» **TO BE DONE**:
Output every line of the items below as a JSON list of strings, one string per line, leaving out blank lines.
┏━━
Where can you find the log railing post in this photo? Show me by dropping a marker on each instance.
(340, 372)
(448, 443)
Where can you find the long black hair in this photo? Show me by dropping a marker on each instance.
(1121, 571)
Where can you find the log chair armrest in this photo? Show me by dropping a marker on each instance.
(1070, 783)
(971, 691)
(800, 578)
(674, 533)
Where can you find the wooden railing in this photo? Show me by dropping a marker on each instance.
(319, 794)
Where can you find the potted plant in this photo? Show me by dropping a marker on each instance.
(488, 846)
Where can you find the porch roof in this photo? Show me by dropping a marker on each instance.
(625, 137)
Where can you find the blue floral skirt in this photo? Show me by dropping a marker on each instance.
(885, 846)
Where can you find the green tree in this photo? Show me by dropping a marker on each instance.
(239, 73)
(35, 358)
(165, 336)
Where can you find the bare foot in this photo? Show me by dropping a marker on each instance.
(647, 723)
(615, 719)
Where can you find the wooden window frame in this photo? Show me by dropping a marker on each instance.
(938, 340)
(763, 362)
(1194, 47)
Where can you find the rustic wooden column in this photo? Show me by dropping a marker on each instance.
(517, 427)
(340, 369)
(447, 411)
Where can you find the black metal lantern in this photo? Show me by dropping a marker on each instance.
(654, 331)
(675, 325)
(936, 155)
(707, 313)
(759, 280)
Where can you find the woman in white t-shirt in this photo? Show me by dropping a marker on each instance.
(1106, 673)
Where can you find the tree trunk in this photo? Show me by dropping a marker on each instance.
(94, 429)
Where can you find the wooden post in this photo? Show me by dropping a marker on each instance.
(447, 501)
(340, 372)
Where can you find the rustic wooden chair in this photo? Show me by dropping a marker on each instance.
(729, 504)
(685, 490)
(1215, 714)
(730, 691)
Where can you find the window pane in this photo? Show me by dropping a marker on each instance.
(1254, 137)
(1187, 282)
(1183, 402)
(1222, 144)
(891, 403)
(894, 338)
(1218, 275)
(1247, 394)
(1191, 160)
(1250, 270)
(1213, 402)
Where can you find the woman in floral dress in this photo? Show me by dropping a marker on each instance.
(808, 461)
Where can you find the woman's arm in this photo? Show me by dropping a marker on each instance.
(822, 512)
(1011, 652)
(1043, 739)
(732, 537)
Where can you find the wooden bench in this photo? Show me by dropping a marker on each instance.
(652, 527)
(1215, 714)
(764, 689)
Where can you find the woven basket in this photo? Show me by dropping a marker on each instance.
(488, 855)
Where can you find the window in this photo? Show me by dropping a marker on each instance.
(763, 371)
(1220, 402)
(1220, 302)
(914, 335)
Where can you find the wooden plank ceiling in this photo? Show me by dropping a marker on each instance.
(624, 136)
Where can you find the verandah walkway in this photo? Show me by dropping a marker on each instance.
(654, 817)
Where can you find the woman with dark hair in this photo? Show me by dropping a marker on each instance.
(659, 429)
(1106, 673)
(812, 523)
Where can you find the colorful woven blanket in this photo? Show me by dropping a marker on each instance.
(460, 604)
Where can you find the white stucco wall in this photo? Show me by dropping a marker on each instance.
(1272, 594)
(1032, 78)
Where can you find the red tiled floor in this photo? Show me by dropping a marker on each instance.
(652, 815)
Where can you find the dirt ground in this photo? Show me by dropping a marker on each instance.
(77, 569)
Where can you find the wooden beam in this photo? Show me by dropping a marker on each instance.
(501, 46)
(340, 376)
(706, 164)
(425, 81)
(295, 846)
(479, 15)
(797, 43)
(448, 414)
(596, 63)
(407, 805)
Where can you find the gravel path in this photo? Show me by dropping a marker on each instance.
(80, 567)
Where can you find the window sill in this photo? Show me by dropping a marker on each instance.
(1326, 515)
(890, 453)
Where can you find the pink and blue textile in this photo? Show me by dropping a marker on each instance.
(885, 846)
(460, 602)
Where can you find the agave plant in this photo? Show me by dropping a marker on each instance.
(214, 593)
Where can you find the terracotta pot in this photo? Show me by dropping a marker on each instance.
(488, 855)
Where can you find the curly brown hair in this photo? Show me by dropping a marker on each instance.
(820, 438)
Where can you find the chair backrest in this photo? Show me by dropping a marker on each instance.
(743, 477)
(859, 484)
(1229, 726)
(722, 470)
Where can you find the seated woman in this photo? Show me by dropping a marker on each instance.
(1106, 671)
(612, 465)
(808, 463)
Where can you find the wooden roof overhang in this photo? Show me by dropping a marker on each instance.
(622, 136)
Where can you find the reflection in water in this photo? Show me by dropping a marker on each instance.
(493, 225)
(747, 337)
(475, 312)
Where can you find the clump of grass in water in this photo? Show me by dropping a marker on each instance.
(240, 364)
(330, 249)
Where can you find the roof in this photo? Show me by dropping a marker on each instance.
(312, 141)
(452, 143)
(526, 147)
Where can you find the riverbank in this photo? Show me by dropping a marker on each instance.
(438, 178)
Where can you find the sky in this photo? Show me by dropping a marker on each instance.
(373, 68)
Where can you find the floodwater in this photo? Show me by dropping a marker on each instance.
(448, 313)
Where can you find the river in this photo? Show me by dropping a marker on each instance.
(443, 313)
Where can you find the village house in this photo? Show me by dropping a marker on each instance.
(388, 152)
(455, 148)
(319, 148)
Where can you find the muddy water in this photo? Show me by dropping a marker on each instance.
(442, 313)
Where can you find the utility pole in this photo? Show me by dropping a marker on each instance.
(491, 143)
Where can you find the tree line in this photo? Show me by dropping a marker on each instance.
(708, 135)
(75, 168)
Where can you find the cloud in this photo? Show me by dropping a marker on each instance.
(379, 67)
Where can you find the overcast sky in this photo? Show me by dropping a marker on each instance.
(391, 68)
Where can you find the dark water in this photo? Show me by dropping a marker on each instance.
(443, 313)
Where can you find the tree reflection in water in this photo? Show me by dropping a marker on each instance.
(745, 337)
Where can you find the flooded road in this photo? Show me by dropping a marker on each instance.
┗━━
» **RESPONSE TO THIS TASK**:
[
  "Where can you find the log railing post in this photo? Show me by dropping a marker on each instance.",
  "(340, 372)",
  "(448, 443)",
  "Where can you find the long black hair in this photo? Show me by dropping a marker on each instance.",
  "(1121, 571)",
  "Where can you find the log chair armrest in this photo? Show me by dropping a marker on each instance.",
  "(1070, 783)",
  "(971, 691)",
  "(800, 578)",
  "(674, 533)",
  "Where can you find the wooden railing in this photo? Show me by dropping a marker on each instance.",
  "(319, 794)",
  "Where can you find the potted plant in this photo? Show me by dropping a marker on each instance.",
  "(488, 846)",
  "Where can you find the porch roof in this photo? Show me by dropping a marker on each instance.",
  "(625, 137)",
  "Where can you find the blue floral skirt in this photo? Show me by dropping a marker on each instance.",
  "(885, 846)",
  "Where can you find the green tree in this photo? Show me by dropping a marker on each instance.",
  "(239, 73)",
  "(35, 358)",
  "(165, 336)",
  "Where can you find the bare foot in this photo? Show me by dropping a marker on each instance.",
  "(647, 723)",
  "(615, 719)",
  "Where can you find the wooden window frame in this photo? Show me by dropping a marker on each instance.",
  "(938, 340)",
  "(763, 362)",
  "(1194, 47)",
  "Where can you find the rustic wooden column in this photo? Show me by dropping a marker on each instance.",
  "(517, 427)",
  "(340, 369)",
  "(447, 411)",
  "Where can you find the black metal lantern in this photo? Show me by dropping a marker on each instance.",
  "(654, 331)",
  "(675, 325)",
  "(936, 155)",
  "(707, 313)",
  "(759, 280)",
  "Where can you find the woman in white t-shirt in this photo? Show me by dropping a marker on each instance.",
  "(1106, 673)",
  "Where can you find the tree trunk in this photo? Show me by dropping a marker on each instance.",
  "(94, 429)",
  "Where can you find the wooden post in this photo? Show me by dropping a marker on each instance.",
  "(447, 501)",
  "(340, 372)",
  "Where can you find the rustic wooden chair in this photo? Show me by dropping a marker on each instance.",
  "(729, 504)",
  "(685, 490)",
  "(1215, 714)",
  "(730, 691)",
  "Where can you find the window pane in this photo? Show me by dropping a marker on each instance.",
  "(1254, 137)",
  "(1187, 282)",
  "(1183, 402)",
  "(1222, 144)",
  "(891, 403)",
  "(894, 338)",
  "(1218, 275)",
  "(1247, 394)",
  "(1191, 160)",
  "(1250, 270)",
  "(1213, 402)",
  "Where can you find the woman in floral dress in this photo? Show me by dropping a marker on each instance.",
  "(808, 461)",
  "Where can you find the woman's arm in this photo? Show me by dropping a marker on each instance.",
  "(822, 512)",
  "(1011, 652)",
  "(1043, 739)",
  "(732, 537)",
  "Where can you find the wooden bench in this photo? Show me by dropping a marker on each instance.",
  "(652, 527)",
  "(1215, 714)",
  "(764, 689)",
  "Where can you find the woven basket in this photo? Show me by dropping a marker on each instance.",
  "(488, 855)",
  "Where can you find the window in this photo? Show me by dropping a marker on each instance.",
  "(763, 371)",
  "(1220, 402)",
  "(1220, 302)",
  "(914, 335)",
  "Where can you find the wooden plank ceiling in this photo? Show me by dropping a marker on each instance.",
  "(624, 136)",
  "Where can you find the verandah walkway in this photo? Show me by dropping a marker on each instance.",
  "(654, 817)",
  "Where can you find the woman with dark hair in this photo? Show me by dropping a marker on each instance.",
  "(659, 429)",
  "(1106, 673)",
  "(812, 523)",
  "Where can you find the colorful woven blanket in this photo? Show me by dropping a marker on each instance.",
  "(460, 604)",
  "Where can you find the white stucco wall in this photo? Show me by dropping a marker on each instance.",
  "(1272, 594)",
  "(1032, 78)",
  "Where can you find the red tiled floor in this photo? Show me by dropping a marker on each instance.",
  "(652, 815)",
  "Where can you find the dirt ground in this photo? Show me by dropping a marker on each instance.",
  "(77, 569)",
  "Where can you find the wooden beam in this photo? Show me by dropping a marker on each instance.",
  "(501, 46)",
  "(340, 376)",
  "(706, 164)",
  "(425, 81)",
  "(295, 846)",
  "(479, 15)",
  "(797, 43)",
  "(448, 414)",
  "(596, 63)",
  "(407, 805)",
  "Where can you find the gravel path in this photo? Show me by dropping a marker on each instance.",
  "(80, 567)",
  "Where can you find the window sill in this photo? Show me by dropping a marker on each instance.",
  "(1326, 515)",
  "(890, 453)",
  "Where can you find the pink and blue textile in this photo? Show me by dropping a marker on each instance.",
  "(885, 846)",
  "(460, 602)",
  "Where can you find the agave plant in this photo? Show me by dropping a marker on each instance.",
  "(214, 593)",
  "Where can you find the terracotta pot in this photo? Show me by dropping a marker on each instance.",
  "(488, 855)",
  "Where can you find the curly brown hair in this photo? Show me by dropping a marker on each instance.",
  "(820, 438)",
  "Where can you find the chair backrest in this photo? Show me by dropping a marker on each instance.",
  "(743, 477)",
  "(859, 484)",
  "(1229, 726)",
  "(722, 470)",
  "Where can you find the seated woman in this photo? Show me by dropping a marker on each instance.",
  "(1106, 671)",
  "(612, 465)",
  "(808, 463)",
  "Where can you find the wooden roof overhang in this photo? Show me by dropping a marker on each instance.",
  "(622, 136)",
  "Where can you find the reflection in water in this photo? Show me by dropping a marker on each instance.",
  "(493, 225)",
  "(747, 337)",
  "(475, 312)",
  "Where can you find the clump of grass in water in this photo? Show me by dropping a marker on each instance.",
  "(240, 364)",
  "(330, 249)",
  "Where can you find the roof in this photo? Show me by dropping a marker on each instance.",
  "(312, 141)",
  "(452, 143)",
  "(526, 147)",
  "Where can you find the riverbank in this photo? Show me by dropping a marker on each instance.",
  "(438, 178)",
  "Where can you find the sky in this photo? Show me by dropping a marker on each instance.",
  "(373, 68)",
  "Where can you find the floodwater in this photo? Show me by dropping a marker on each instance.",
  "(448, 313)",
  "Where can you find the river in this photo? Show me by dropping a marker on each instance.",
  "(443, 313)",
  "Where can you find the village house in this photo? Show me by dropping a marker on each instance.",
  "(388, 152)",
  "(455, 148)",
  "(319, 148)",
  "Where can you find the muddy water in this photo? Show me by dropping a marker on each instance.",
  "(442, 313)",
  "Where can you find the utility pole in this photo? Show me by dropping a marker on each instance.",
  "(491, 143)",
  "Where can you find the tree line in this photo? Show me by dropping a marker on each instance.",
  "(708, 135)",
  "(75, 168)",
  "Where can you find the cloud in this photo? Show me by dropping a marker on each instance.",
  "(379, 67)",
  "Where can you find the overcast sky in this photo? Show me by dropping a marker on each instance.",
  "(391, 68)",
  "Where can you find the dark water in this photo? Show me by dropping a marker on each instance.",
  "(443, 313)",
  "Where can you find the tree reflection in water in this photo? Show me by dropping a marker on each instance.",
  "(745, 337)",
  "Where can you find the flooded road in this photo? Show me by dropping a marker on each instance."
]